## BEGIN Text to read
LSU's NCAM and digital twin team led by Derick Ostrenko and Jason Jamerson, both faculty in the LSU College of Art & Design with joint positions in the LSU Center for Computation & Technology, were awarded $7.5 million by NASA to develop a digital twin of the Michoud Assembly Facility in New Orleans to support NASA operations almost 60 years after Max Conrad drew the original master plan for the facility in pencil.
Now, let’s retrace Conrad’s story in his own words.
Not everything comes up roses
“From the time I was a little kid, I was fascinated by flowers. While we lived surrounded by cemeteries near New Orleans City Park, a friend of the family was living out on Metairie Ridge and had a little farm. He was a cabinet maker like my grandfather. They worked for New Orleans Public Service, or NOPSI, to fix the seats for the streetcars and that kind of stuff. But his family background was in farming, so he knew how to grow things. He could graft and prune and do what’s called budding, where you grow one plant on another plant. He was an accomplished amateur horticulturist, and he would take me to his house where he grew roses.”

Max Conrad at his 8th grade graduation.
“I became fascinated with roses. I started growing them and breeding them—saved what little money I had to buy more. I got very good at it. Meanwhile, he was a member of the New Orleans Rose Society, so he’d take me with him. He was a very nice person. I was just a little kid, and it was generally all older people who’d do things like belong to rose societies. They even made me an honorary vice president! Eventually, in fifth grade, I won a prize for a rose that I grew.”
“That blue ribbon was my deepest, darkest secret because boys didn’t grow roses, right? I always did stuff that wasn’t boy stuff. Just wasn’t interested, and never played sports. To this day, I don’t know anything about it.”
“Well, they published the winners in the paper. My teacher saw the article and spilled the beans and outed me… ‘I want to tell the class that Max is in the paper... He won a price for a rose that he grew...’ I’d been exposed. From then on, I was called Rosebud.”
Z, but not for Zorro
“My father worked at the Times-Picayune, the local newspaper in New Orleans, because his uncle Charlie was one of the bigger wheels there. My daddy’s name is Charlie, too. This was during the Depression, and my father was in the photo engraving department. Putting a picture in the paper was complicated at the time. You had to take a picture, and it had to be converted into little dots, like pixels, and transferred. One of the artists there—they had real artists who would make beautiful sketches and diagrams—was named Capone. He was Italian. His first name was Zeph, short for Zephirin. ‘That’s my lucky name!’ Zeph would always say, and I was named after him.”
“I’ve been lucky all my life. I’ve been run over by a couple of people. Had my leg broken and my head bashed in. But I survived. You’re lucky if you survive.”
Max Conrad
It came in the mail one day
“When I was a kid, I always loved to get mail. It was a big thrill. You could get a postcard for a penny and believe it or not, the post office would deliver it. You could send off for stuff that would come in the mail for free, and I’d send off to get anything.”
## END Text to read
## BEGIN Data entries
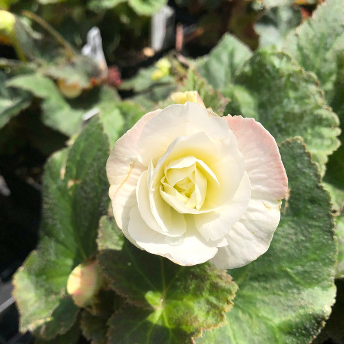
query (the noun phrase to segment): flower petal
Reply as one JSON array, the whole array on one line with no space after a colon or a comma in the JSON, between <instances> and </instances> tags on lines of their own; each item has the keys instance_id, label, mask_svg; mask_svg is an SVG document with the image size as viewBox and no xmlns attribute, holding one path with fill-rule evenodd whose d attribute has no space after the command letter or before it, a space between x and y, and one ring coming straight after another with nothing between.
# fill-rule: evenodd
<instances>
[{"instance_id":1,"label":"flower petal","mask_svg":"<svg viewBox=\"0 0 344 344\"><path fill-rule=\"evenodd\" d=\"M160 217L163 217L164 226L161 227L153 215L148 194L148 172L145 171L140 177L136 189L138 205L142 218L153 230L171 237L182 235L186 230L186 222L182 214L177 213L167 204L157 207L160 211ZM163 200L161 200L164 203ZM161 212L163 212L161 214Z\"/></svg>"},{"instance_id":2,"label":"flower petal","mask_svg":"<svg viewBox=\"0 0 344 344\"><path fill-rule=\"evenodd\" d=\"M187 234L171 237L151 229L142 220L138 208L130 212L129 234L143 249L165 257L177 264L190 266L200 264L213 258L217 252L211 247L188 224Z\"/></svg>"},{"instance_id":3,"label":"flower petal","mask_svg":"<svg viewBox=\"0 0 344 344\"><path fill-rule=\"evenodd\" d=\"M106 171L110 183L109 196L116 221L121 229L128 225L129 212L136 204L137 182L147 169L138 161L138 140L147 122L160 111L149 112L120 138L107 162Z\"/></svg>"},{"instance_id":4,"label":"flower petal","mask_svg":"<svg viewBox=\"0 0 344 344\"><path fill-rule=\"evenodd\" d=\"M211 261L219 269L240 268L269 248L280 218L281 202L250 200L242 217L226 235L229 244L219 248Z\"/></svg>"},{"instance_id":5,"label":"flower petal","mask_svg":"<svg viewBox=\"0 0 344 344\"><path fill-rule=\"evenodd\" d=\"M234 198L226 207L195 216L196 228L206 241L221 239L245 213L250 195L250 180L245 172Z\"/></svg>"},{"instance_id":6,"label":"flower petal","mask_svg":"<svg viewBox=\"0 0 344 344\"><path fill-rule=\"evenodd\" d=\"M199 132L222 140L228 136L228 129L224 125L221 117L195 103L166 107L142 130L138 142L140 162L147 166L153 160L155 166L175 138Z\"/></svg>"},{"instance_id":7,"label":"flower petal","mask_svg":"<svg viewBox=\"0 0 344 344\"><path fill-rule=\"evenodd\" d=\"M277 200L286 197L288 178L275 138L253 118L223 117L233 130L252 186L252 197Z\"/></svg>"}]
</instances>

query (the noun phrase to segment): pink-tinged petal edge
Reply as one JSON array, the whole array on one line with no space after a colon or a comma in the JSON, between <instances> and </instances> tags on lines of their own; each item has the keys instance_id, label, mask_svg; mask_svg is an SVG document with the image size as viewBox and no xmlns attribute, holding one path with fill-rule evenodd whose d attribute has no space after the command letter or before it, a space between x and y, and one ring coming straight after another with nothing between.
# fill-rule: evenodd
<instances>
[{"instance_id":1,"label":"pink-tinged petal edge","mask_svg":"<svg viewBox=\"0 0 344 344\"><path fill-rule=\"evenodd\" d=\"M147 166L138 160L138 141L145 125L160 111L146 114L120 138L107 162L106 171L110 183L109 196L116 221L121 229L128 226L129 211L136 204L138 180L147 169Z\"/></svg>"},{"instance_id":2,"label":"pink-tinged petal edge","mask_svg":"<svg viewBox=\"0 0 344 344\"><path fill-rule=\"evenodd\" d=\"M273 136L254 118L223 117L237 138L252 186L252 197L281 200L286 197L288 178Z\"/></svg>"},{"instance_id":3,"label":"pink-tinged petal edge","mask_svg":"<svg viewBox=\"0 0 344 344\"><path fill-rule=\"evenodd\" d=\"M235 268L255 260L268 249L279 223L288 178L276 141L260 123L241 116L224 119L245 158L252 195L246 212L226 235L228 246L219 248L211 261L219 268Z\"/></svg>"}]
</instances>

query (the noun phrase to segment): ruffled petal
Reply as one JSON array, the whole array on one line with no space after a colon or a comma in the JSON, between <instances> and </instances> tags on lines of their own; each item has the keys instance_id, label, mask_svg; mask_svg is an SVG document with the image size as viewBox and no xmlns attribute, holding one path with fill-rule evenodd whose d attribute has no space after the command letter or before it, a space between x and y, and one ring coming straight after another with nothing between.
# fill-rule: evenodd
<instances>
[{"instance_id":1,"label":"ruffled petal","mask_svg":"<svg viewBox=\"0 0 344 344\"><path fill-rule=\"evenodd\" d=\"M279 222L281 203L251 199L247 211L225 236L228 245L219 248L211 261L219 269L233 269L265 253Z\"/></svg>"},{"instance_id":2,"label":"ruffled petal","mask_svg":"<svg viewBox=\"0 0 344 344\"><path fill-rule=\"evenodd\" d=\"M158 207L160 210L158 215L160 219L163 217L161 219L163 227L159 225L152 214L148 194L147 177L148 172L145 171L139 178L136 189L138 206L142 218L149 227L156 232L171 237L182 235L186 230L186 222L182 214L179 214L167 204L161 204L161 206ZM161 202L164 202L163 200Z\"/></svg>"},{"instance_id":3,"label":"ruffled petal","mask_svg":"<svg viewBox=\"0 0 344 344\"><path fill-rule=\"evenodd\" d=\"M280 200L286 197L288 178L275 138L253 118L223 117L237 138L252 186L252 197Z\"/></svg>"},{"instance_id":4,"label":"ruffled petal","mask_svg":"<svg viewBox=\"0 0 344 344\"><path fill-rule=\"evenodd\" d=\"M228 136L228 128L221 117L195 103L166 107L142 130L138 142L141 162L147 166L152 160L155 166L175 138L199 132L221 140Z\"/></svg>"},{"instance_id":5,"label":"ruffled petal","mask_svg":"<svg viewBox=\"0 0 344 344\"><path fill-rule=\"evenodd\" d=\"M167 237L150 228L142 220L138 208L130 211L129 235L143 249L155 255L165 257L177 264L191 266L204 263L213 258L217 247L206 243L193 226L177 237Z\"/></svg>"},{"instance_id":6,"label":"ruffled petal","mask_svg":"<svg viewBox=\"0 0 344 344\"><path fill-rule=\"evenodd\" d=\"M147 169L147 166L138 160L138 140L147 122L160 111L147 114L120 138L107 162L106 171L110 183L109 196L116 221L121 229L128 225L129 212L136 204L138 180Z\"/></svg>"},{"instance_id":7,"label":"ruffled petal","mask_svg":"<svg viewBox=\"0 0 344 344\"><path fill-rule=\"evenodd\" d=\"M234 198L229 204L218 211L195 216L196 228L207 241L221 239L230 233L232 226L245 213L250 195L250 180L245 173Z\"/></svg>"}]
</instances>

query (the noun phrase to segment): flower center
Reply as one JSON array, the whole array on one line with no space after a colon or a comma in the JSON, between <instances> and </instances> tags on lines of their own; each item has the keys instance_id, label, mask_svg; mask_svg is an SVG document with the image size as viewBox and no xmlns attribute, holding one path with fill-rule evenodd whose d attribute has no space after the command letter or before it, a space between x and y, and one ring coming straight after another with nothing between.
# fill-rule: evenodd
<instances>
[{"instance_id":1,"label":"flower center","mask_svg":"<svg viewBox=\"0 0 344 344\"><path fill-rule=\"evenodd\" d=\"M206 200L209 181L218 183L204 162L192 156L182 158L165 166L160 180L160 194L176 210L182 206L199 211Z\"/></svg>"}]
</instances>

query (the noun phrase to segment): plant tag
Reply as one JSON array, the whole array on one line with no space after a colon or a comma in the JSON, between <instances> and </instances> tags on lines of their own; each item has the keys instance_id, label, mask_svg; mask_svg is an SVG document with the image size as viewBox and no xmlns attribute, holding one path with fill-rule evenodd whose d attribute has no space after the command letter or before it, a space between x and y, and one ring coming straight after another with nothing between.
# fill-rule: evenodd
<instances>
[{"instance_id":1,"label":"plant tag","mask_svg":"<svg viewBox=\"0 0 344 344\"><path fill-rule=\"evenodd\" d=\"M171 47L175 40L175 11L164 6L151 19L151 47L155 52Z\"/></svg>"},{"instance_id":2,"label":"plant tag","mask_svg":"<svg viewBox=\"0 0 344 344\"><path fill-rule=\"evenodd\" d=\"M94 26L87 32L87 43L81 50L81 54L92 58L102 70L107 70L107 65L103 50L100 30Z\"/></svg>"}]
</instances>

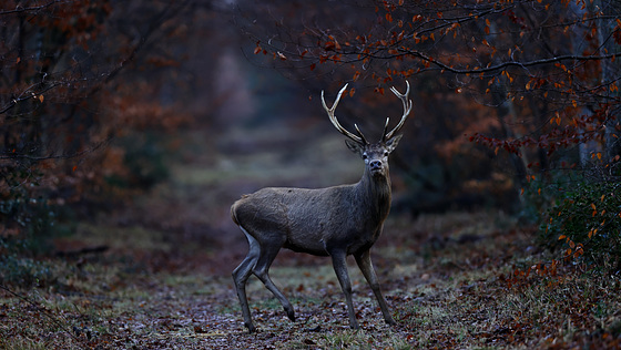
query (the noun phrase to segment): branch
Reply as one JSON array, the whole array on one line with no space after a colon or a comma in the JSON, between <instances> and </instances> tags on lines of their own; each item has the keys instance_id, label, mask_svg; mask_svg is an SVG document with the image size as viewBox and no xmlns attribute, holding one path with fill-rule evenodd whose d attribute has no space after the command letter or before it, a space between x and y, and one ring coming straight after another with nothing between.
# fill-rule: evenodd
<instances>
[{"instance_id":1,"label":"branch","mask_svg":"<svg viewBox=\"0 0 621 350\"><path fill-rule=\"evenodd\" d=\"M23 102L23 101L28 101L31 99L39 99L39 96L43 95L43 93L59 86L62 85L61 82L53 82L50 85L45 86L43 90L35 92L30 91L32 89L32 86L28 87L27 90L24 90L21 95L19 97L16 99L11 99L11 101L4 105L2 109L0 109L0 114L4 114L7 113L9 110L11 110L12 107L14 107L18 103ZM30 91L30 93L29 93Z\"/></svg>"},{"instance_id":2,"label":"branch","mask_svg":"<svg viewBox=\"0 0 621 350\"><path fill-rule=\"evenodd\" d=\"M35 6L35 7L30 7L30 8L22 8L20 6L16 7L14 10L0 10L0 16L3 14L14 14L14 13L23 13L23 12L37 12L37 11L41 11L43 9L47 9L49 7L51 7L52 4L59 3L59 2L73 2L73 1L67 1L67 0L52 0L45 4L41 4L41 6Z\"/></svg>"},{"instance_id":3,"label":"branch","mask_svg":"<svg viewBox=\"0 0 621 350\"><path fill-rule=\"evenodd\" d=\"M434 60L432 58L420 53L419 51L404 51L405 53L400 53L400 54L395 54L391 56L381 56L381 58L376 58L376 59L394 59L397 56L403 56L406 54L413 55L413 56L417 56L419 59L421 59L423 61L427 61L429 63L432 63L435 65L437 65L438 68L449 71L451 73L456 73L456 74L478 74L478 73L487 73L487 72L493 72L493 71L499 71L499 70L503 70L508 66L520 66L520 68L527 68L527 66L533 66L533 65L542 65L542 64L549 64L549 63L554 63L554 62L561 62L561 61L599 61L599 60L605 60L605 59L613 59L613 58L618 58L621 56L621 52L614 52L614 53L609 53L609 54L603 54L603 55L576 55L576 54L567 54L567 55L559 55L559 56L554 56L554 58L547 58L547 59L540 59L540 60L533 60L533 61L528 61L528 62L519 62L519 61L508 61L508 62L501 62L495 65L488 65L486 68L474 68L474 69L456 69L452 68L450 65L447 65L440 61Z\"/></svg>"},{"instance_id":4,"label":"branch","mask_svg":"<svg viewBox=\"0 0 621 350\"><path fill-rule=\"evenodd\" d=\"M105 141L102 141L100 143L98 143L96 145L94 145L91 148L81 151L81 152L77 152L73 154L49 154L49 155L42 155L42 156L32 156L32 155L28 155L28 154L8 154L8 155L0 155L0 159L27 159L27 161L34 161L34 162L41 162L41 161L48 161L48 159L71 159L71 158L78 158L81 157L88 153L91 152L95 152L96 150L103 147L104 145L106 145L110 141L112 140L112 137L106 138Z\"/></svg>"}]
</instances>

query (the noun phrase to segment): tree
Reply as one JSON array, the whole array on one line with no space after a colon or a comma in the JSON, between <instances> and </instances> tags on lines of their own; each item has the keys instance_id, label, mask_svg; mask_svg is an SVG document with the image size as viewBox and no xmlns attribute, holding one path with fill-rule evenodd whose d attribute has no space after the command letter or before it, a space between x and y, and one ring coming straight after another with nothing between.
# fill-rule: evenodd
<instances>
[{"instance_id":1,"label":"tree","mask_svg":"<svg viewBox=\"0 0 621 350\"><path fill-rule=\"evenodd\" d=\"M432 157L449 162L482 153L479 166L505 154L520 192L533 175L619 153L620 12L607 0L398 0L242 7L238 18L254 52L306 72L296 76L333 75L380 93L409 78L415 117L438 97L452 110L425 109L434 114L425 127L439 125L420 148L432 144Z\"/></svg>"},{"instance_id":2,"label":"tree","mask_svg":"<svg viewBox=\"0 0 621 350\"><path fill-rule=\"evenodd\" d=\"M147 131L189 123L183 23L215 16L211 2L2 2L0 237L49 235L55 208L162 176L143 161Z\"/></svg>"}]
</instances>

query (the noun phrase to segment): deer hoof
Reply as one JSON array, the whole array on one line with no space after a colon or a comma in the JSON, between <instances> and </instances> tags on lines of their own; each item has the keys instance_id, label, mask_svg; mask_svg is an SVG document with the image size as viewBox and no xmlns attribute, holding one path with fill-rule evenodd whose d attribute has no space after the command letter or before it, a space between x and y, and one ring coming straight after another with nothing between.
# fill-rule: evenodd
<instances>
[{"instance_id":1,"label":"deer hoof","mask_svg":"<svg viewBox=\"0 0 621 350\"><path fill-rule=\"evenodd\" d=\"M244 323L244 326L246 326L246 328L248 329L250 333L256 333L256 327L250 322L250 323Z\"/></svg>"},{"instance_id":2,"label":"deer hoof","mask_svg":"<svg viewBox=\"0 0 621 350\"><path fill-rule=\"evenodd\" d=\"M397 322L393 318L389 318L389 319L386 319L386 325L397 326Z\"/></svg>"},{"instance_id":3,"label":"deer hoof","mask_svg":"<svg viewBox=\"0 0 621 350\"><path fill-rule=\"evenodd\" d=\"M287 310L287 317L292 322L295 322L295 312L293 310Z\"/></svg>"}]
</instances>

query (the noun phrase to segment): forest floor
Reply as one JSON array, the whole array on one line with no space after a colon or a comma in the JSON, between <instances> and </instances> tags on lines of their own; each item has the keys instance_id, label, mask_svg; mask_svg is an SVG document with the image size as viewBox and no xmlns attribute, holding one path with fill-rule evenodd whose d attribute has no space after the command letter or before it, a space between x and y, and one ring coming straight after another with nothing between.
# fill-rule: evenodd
## END Data entries
## [Exercise objective]
From the Max Conrad text, copy word for word the passage that opens with the words containing "Now, let’s retrace" and closes with "8th grade graduation.". The items are not needed here.

## [Solution for this problem]
Now, let’s retrace Conrad’s story in his own words.
Not everything comes up roses
“From the time I was a little kid, I was fascinated by flowers. While we lived surrounded by cemeteries near New Orleans City Park, a friend of the family was living out on Metairie Ridge and had a little farm. He was a cabinet maker like my grandfather. They worked for New Orleans Public Service, or NOPSI, to fix the seats for the streetcars and that kind of stuff. But his family background was in farming, so he knew how to grow things. He could graft and prune and do what’s called budding, where you grow one plant on another plant. He was an accomplished amateur horticulturist, and he would take me to his house where he grew roses.”

Max Conrad at his 8th grade graduation.